### Text provided
■ ■ ■ ■

Recently, interesting news has been published regarding colon cancer treatments. On August 3, 2012, the U. S. Food and Drug Administration approved ziv-aflibercept injection (Zaltrap, Sanofi U.S., Inc.) for use in combination with 5-fluorouracil, leucovorin, irinotecan (FOLFIRI) for the treatment of patients with metastatic colorectal cancer (mCRC) that is resistant to, or has progressed following an oxaliplatin‑containing regimen. The FDA found a statistically significant improvement in survival rates, and this is very encouraging to those fighting the disease.
Also released this summer were results from the National Human Genome Research Institute and National Cancer Institute (NCI) Cancer Genome Atlas Project. According to the study, 224 tumor samples were tested, which made it the largest sampling conducted by any group. “We found varieties of different types of genetic changes, and each of those changes point out to possibly a different type of approach that you could take,” explained Dr. Raju Kucherlapati, head researcher.

■ ■ ■ ■

### Tasks to perform
1. In the text on colon cancer treatments, on what date did the FDA approve ziv-aflibercept injection?
2. Please summarize the text on colon cancer treatments in two sentences.
The records are material separate from the text on colon cancer treatments.

[Images for locating objects]
■ ■ ■ ■

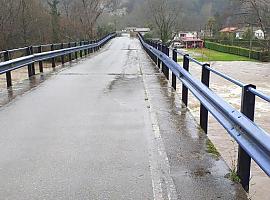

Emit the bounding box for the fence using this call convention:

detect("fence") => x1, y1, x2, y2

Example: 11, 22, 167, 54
205, 41, 269, 62
139, 35, 270, 191
0, 33, 116, 87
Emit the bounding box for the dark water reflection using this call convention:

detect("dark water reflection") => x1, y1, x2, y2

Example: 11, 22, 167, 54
174, 61, 270, 200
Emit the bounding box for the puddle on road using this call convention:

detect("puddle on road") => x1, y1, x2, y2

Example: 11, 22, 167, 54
173, 61, 270, 200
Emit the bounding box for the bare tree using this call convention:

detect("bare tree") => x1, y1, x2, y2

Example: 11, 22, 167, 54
147, 0, 180, 43
240, 0, 270, 38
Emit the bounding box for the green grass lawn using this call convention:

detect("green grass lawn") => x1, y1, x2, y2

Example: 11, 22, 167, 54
180, 48, 256, 62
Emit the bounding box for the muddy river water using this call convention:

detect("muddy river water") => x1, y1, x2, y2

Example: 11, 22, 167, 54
0, 58, 270, 200
175, 61, 270, 200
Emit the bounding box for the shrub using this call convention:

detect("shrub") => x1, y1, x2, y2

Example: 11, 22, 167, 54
205, 41, 269, 61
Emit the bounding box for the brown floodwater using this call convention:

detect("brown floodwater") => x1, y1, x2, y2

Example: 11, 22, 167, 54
174, 61, 270, 200
0, 57, 270, 200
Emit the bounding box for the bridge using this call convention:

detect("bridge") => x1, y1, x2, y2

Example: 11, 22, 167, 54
0, 34, 270, 200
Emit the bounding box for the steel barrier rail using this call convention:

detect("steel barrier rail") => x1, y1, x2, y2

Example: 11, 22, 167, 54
171, 49, 270, 103
139, 35, 270, 190
0, 33, 116, 86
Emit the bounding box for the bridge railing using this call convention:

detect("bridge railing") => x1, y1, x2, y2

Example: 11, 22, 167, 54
0, 33, 116, 87
139, 34, 270, 191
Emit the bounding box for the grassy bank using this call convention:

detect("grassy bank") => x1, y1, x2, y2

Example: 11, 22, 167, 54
184, 48, 255, 62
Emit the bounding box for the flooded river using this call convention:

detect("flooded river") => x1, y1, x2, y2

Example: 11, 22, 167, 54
174, 61, 270, 200
0, 55, 270, 200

■ ■ ■ ■

### Answers to the tasks
1. August 3, 2012.

2. On August 3, 2012, the FDA approved ziv-aflibercept injection (Zaltrap) with FOLFIRI for metastatic colorectal cancer that is resistant to, or has progressed after, an oxaliplatin-containing regimen, finding a statistically significant improvement in survival. Results from the Cancer Genome Atlas Project were also released that summer, and its testing of 224 tumor samples, the largest sampling by any group, found varied genetic changes that may each point to a different approach.